● Prompt:
Reproduce the listing below word for word, leaving out the pictures.

● Source records:
▽

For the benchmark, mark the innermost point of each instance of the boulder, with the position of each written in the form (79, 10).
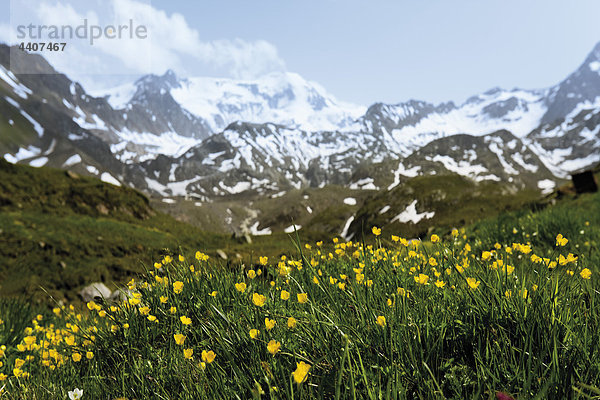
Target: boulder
(94, 290)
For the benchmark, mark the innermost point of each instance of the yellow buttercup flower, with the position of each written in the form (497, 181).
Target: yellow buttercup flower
(302, 298)
(301, 372)
(273, 346)
(177, 287)
(421, 279)
(179, 338)
(240, 287)
(208, 356)
(561, 240)
(586, 273)
(292, 322)
(473, 283)
(258, 299)
(269, 323)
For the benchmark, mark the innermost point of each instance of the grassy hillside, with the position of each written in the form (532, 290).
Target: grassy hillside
(505, 307)
(60, 231)
(455, 200)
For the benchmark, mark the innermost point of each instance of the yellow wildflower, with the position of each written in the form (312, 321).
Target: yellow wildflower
(421, 279)
(258, 299)
(208, 356)
(585, 273)
(177, 287)
(273, 346)
(301, 372)
(292, 322)
(179, 338)
(240, 287)
(473, 283)
(561, 240)
(302, 298)
(269, 323)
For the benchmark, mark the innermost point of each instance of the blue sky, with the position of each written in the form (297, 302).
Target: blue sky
(380, 50)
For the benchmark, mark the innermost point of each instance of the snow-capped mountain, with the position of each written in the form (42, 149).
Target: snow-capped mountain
(282, 98)
(209, 137)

△

● Result for this task:
For the benchmark, mark the innermost point of each instance of the boulder, with the position of each written in the form (79, 10).
Target: boulder
(94, 290)
For the benchmark, mark the innermost point of each instance of the yellow buttercup flower, with the position of each written in the form (497, 181).
Target: yellow buttercup flower
(302, 298)
(301, 372)
(273, 346)
(177, 287)
(421, 279)
(179, 338)
(240, 287)
(208, 356)
(561, 240)
(586, 273)
(292, 322)
(473, 283)
(258, 299)
(269, 323)
For the benchmark, mark the innermost point of each instance of the grassy hillside, with the position of each written in the form (532, 290).
Target: grassy hillside
(505, 307)
(60, 231)
(455, 200)
For the benchmark, mark the innermost point of each instance of the yellow wildflower, with the position of each written in the form (312, 321).
Target: yellow wildflower
(421, 279)
(258, 299)
(208, 356)
(585, 273)
(177, 287)
(273, 346)
(301, 372)
(292, 322)
(179, 338)
(240, 287)
(473, 283)
(561, 240)
(302, 298)
(269, 323)
For the benchmark, mark the innermost point of each instance of the blue sky, with the position of each written in the form (297, 302).
Target: blue sky
(380, 50)
For the benchmark, mark the innermost point of each instance of the snow-capped mountain, with the position of each written in the form (42, 149).
Target: snow-capped mountain
(282, 98)
(209, 137)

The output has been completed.